■ What to do
Turn every line of the listing into a Markdown table with two columns, Row and Entry. Number the rows in order and skip any blank lines.

■ Exercise materials

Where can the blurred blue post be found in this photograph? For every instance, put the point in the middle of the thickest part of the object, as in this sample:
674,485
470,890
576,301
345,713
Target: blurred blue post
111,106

■ Response
| Row | Entry |
|---|---|
| 1 | Where can the blurred blue post be found in this photograph? For every instance, put the point in the middle of the thickest part of the object, as in this sample: |
| 2 | 674,485 |
| 3 | 470,890 |
| 4 | 576,301 |
| 5 | 345,713 |
| 6 | Target: blurred blue post |
| 7 | 111,106 |